*RECORDS FOR THIS TASK*:
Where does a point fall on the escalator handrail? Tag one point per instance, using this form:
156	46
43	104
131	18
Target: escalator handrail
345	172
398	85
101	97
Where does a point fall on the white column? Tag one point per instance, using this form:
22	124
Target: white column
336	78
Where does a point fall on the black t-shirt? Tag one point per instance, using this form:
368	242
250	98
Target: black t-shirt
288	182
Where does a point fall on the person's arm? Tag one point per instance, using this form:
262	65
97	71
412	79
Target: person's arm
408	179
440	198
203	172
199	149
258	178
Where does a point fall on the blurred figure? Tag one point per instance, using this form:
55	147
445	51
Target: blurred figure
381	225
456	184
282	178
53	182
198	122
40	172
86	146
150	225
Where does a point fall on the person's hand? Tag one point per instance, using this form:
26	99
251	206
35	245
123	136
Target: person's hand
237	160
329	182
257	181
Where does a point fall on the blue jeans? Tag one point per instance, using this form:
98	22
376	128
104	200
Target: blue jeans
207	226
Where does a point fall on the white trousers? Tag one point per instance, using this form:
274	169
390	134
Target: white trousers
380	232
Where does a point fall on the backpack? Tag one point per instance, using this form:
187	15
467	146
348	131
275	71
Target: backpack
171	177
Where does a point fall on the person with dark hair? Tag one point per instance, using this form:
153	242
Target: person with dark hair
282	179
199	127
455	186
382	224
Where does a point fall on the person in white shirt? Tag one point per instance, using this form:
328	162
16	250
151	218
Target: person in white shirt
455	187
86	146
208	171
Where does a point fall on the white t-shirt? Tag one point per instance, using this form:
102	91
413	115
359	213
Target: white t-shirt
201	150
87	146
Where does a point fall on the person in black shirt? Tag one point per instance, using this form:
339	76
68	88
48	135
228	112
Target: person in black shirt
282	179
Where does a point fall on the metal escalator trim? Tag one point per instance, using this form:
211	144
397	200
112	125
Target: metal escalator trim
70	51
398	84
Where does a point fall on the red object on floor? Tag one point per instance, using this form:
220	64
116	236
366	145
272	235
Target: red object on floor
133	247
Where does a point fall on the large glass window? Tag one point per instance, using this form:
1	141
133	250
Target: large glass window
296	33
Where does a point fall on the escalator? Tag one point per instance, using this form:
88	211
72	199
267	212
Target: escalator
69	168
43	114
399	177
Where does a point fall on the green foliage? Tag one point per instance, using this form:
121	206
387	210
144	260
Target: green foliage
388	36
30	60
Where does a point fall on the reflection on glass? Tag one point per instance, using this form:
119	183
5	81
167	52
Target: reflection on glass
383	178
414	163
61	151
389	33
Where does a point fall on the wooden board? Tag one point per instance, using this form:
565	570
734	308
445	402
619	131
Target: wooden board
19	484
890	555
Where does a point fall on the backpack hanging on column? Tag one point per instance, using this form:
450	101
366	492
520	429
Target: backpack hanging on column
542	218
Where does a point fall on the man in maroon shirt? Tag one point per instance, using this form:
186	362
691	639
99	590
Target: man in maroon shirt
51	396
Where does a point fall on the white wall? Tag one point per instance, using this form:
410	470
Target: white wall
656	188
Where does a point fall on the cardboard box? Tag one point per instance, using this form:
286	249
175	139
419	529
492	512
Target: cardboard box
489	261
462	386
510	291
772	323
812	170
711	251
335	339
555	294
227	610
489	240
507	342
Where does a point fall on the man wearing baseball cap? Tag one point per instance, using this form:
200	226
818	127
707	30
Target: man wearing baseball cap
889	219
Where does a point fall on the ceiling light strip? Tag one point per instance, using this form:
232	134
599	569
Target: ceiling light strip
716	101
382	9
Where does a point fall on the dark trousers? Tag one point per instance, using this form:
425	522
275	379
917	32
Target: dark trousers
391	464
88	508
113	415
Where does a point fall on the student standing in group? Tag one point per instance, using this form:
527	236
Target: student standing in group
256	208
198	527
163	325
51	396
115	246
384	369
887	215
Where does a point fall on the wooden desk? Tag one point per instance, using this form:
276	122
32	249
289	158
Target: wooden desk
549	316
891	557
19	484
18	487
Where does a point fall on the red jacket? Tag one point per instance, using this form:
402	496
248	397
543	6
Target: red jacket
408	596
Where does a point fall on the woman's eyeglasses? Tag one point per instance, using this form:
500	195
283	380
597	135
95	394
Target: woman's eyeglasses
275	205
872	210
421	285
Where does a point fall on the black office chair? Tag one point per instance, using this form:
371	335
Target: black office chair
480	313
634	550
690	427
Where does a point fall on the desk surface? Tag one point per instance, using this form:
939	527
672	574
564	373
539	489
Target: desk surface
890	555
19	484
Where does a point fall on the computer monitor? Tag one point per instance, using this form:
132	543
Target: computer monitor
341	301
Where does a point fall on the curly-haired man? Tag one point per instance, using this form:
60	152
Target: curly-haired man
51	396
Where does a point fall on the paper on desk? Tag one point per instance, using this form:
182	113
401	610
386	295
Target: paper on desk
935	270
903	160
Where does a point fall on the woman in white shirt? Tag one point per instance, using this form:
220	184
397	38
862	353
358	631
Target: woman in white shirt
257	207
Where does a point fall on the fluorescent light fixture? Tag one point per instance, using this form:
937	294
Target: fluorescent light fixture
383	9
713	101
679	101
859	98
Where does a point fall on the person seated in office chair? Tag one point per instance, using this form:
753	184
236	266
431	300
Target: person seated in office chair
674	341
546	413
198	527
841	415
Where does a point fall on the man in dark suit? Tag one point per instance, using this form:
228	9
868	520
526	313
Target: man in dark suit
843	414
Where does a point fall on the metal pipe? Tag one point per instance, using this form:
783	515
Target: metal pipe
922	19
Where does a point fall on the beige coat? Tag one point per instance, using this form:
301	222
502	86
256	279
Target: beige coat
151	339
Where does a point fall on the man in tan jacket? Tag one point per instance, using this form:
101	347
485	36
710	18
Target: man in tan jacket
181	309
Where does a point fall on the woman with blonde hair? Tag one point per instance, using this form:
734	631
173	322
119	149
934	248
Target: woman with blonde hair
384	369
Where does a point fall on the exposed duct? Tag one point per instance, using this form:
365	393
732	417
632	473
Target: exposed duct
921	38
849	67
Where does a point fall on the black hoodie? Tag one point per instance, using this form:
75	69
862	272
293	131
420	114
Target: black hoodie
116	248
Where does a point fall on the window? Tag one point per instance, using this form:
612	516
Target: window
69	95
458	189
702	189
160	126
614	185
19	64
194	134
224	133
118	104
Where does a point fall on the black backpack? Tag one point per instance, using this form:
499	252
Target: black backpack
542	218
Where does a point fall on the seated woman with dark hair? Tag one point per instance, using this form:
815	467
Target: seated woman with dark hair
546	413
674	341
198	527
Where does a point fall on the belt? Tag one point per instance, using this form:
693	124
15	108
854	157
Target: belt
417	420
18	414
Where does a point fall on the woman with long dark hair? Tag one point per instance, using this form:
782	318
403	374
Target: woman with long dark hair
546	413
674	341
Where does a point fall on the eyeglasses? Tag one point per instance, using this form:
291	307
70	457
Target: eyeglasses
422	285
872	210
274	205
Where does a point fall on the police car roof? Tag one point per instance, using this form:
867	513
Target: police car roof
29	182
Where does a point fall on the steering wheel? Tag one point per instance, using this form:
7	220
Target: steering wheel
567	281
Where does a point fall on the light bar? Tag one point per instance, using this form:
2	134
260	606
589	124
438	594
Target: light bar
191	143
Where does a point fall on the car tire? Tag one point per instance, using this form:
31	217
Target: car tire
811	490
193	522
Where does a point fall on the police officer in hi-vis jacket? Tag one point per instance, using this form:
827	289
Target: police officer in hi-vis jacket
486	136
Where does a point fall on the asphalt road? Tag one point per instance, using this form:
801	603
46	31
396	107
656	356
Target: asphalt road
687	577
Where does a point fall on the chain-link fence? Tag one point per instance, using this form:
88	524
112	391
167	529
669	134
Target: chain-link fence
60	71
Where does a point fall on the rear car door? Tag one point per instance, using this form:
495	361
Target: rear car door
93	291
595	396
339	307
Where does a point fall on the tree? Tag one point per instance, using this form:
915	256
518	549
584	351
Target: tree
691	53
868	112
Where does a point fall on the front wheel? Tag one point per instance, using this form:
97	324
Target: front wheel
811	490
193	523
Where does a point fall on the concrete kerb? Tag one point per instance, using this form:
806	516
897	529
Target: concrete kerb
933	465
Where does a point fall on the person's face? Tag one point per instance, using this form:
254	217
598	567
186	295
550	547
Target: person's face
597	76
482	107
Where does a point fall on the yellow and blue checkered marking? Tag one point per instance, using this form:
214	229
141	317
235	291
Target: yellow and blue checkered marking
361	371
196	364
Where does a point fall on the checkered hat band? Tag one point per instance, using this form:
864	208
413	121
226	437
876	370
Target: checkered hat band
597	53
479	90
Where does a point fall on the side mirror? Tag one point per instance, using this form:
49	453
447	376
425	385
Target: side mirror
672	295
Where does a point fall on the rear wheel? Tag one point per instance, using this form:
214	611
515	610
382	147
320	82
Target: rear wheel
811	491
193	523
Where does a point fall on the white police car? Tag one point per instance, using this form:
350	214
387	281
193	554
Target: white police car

*TO DO*: The answer should consist of the lines from the first line of the entries through the line with "Where does a point fall on the white column?", copied exactly.

*TASK OUTPUT*:
Where does a point fall on the escalator handrail? Tag one point per instance, using this form:
156	46
43	104
131	18
Target: escalator handrail
345	172
398	85
101	97
Where does a point fall on the white column? Tag one point per instance, using this form:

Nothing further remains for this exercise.